**Assignment:**
Each record is to be repeated exactly as it stands below.

(Provided information)

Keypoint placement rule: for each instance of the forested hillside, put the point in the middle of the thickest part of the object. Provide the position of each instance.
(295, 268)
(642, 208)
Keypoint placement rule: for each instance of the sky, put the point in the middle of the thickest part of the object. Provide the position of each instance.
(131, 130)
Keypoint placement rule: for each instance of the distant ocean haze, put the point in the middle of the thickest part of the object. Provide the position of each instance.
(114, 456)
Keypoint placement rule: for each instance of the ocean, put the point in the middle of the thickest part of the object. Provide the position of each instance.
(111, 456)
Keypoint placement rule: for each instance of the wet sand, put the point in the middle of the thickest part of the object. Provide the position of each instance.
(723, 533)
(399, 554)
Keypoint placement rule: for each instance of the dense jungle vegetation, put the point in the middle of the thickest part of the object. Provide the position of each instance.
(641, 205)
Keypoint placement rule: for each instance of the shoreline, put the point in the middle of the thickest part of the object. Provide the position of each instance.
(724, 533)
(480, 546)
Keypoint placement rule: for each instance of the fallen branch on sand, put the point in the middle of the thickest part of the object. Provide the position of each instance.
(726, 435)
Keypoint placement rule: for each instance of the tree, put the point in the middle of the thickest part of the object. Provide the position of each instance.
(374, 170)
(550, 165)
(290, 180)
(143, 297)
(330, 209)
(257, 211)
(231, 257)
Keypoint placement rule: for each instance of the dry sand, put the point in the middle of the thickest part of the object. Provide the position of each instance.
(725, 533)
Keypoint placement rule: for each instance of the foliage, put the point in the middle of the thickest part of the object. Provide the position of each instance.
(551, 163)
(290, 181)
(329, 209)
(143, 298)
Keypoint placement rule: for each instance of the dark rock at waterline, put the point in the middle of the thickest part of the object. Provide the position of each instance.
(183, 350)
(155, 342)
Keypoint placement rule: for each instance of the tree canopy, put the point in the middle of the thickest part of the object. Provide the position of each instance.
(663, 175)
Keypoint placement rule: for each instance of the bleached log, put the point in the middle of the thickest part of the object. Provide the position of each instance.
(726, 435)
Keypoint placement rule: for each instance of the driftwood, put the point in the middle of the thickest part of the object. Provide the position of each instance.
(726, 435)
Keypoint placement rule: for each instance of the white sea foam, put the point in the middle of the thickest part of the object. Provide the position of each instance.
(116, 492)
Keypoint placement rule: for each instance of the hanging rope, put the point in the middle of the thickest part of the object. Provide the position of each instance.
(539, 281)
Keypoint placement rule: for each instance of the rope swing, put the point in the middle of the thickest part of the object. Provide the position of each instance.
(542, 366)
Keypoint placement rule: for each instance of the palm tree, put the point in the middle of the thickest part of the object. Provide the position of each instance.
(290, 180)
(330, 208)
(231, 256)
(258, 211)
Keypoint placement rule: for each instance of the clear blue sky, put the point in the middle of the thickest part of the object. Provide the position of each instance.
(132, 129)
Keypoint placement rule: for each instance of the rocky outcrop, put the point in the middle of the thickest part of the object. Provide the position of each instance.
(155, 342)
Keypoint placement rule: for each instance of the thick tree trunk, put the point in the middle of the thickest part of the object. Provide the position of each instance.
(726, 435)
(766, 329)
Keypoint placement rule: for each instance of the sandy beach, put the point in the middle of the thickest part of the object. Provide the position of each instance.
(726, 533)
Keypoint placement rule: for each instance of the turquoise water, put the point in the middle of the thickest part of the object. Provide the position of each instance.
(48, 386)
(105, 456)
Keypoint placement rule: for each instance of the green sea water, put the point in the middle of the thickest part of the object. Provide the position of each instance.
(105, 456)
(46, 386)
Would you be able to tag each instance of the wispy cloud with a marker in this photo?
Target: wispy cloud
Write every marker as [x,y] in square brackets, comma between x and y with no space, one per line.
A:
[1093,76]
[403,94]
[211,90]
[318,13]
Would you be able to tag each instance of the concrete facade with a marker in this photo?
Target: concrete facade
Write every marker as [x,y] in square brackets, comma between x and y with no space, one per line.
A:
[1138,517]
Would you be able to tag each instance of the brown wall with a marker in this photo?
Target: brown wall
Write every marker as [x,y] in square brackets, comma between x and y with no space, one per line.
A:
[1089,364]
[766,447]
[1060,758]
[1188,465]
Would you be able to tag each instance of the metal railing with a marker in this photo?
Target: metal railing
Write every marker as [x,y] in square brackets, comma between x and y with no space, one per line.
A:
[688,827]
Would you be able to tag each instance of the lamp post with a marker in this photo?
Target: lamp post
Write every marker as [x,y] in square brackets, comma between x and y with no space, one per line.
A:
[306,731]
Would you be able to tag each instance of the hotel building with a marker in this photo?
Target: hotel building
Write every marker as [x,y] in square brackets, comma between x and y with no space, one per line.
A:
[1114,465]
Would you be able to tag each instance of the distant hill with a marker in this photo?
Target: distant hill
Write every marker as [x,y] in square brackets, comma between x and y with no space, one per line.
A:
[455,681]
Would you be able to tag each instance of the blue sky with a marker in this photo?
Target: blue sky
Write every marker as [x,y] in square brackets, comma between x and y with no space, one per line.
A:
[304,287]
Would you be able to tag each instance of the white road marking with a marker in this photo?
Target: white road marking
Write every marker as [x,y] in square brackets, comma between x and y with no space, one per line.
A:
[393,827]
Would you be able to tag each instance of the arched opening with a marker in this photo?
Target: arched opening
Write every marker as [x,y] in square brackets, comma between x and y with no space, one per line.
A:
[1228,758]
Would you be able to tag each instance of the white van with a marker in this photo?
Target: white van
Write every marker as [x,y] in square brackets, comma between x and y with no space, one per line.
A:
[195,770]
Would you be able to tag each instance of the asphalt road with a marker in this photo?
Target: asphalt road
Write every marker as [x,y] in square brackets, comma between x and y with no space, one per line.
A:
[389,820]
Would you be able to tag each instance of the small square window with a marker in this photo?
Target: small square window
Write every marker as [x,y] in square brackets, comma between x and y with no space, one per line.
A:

(End Provided information)

**Task solution:**
Keypoint placement rule: for each instance of the forested hillside, put the point in the middle of the thickest part of the object. Provide the position of each instance.
(295, 268)
(642, 208)
Keypoint placement rule: for each instance of the sky, put the point in the middle of the thickest part of the object. Provide the position of each instance.
(131, 130)
Keypoint placement rule: for each instance of the distant ocean haze, put the point in the middle of the thickest part of the object. Provide the position of each instance.
(114, 456)
Keypoint placement rule: for each instance of the ocean, put the point in the middle of the thickest part of the object. Provide the position of each instance.
(111, 456)
Keypoint placement rule: for each instance of the wet sand, put the point in the middle of the thickest part of the object. Provide the position of each instance.
(723, 533)
(399, 554)
Keypoint placement rule: for each instance of the dense jungle vegetation, put the point in the middle of the thickest part of the object. Provide the position of each instance.
(641, 205)
Keypoint placement rule: for each instance of the shoreline, put the point in the middle of the thickest part of the object. Provide the position of each instance.
(724, 533)
(480, 546)
Keypoint placement rule: for each instance of the fallen branch on sand, put the point in the middle of the thickest part of the object. Provide the position of each instance.
(726, 435)
Keypoint placement rule: for each instance of the tree, put the point in the middle of the thickest part of the object. Provide the position of each instance.
(374, 170)
(550, 165)
(290, 180)
(143, 297)
(330, 209)
(257, 211)
(231, 257)
Keypoint placement rule: for each instance of the dry sand, put the point in the middle of the thickest part of the object. Provide the position of each instance.
(725, 533)
Keypoint placement rule: for each instance of the foliage, put the point in the middle of the thickest part of the object. Provide the position of each instance.
(551, 163)
(290, 181)
(329, 209)
(143, 298)
Keypoint placement rule: for each instance of the dark rock at waterline, put the point in the middle of the thickest part of the object. Provide the position of each instance.
(183, 350)
(155, 342)
Keypoint placement rule: for each instance of the tree canopy, put the point in the middle of the thickest part of the object. Provide the position of each instance.
(663, 175)
Keypoint placement rule: for each instance of the bleached log, put the point in the middle of the thickest part of the object. Provide the position of each instance.
(726, 435)
Keypoint placement rule: for each instance of the driftwood, put the point in the middle of the thickest part of the object. Provide the position of each instance.
(726, 435)
Keypoint placement rule: for each instance of the white sea foam, put the point in the middle of the thickest part of the object. Provide the position of each instance.
(116, 492)
Keypoint placement rule: for each instance of the hanging rope, put the point in the middle of the thickest part of the object. Provide the position of each instance.
(539, 281)
Keypoint placement rule: for each instance of the rope swing, put the point in the middle of the thickest part of the object. Provide the position of each instance.
(542, 366)
Keypoint placement rule: for each instance of the palm tree, put the point in the middle of the thickest part of the object. Provide the position of each instance.
(290, 180)
(330, 208)
(231, 256)
(258, 211)
Keypoint placement rule: for each instance of the clear blue sky, put the point in the middle of the thickest part of the object. Provide the position of each instance.
(132, 129)
Keypoint placement rule: for each instance of the rocky outcrop, put the point in the middle of the thickest part of the object. Provide the position of each instance.
(155, 342)
Keypoint placement rule: for each instance of the thick tree trunk, put the point in the middle of the thickest part of the object. Provide the position of each instance.
(726, 435)
(766, 329)
Keypoint placement rule: for each instance of the sandy beach, put the point in the middle of the thickest part of the object. Provide the position of each instance.
(726, 533)
Keypoint placement rule: for each instance of the turquoise water, put the point in the middle of the thickest part of the object. Provide the position of each instance.
(48, 386)
(105, 456)
Keypoint placement rule: for each instance of the green sea water, put the point in the middle of the thickest part of the object. Provide the position of each instance.
(105, 456)
(46, 386)
Would you be able to tag each instance of the wispy cloud with a marker in this photo?
Target: wispy cloud
Write every marker as [x,y] in square brackets, comma between x and y with no space, one per line.
A:
[1093,76]
[403,94]
[211,90]
[318,13]
Would you be able to tag each instance of the concrete facade with a marker in this photo?
Target: concrete facade
Write every marker as [x,y] in square brackets, comma between x and y with no space, one per line.
A:
[1138,517]
Would you be able to tag each instance of the brown wall with a marker in this photo?
Target: brown wall
Write every marker as [x,y] in square brackets, comma between x and y with no space, one per line.
A:
[1089,364]
[766,447]
[1060,758]
[1188,465]
Would you be able to tag each instance of the metal railing with a marker in this photo?
Target: metal railing
Write every marker as [x,y] in square brackets, comma between x and y with no space, one per line.
A:
[688,827]
Would you be able to tag each instance of the lamp post with a marker in this photo?
Target: lamp post
Write every marker as [x,y] in square brackets, comma between x and y with no space, one per line.
A:
[306,731]
Would you be able to tag each instance of the hotel building with a marker in this photo?
Target: hotel building
Write every marker as [x,y] in square brackets, comma between x and y with no space, one per line.
A:
[1114,465]
Would you be able to tag each instance of the distant hill with a marker in this photo?
Target: distant hill
Write every marker as [x,y] in square brackets, comma between x and y with no space, one per line.
A:
[455,681]
Would you be able to tag each instance of the blue sky with a marker in this photo?
Target: blue sky
Write every marker as [x,y] in square brackets, comma between x and y with no space, one per line.
A:
[304,287]
Would you be able to tag each instance of the white road marking with a marker in this photo?
Target: white road marking
Write every marker as [x,y] in square brackets, comma between x and y with no space, one per line.
A:
[393,827]
Would you be able to tag each instance of the arched opening with a marker in this photo?
Target: arched opening
Write every marker as [x,y] in square brackets, comma between x and y with no space, one per line.
A:
[1228,758]
Would you be able to tag each instance of the white van with a marker in this photo?
Target: white van
Write every marker as [x,y] in square brackets, comma between x and y with no space, one per line.
A:
[195,770]
Would you be able to tag each instance of the asphalt road with a marker in this photo?
Target: asphalt road
Write every marker as [x,y] in square brackets, comma between x and y with no space, one per line.
A:
[389,820]
Would you be able to tag each instance of the small square window with a marker in this photo?
Target: small square window
Write every marker as [x,y] in square brackets, comma between x and y with no space, one per line.
A:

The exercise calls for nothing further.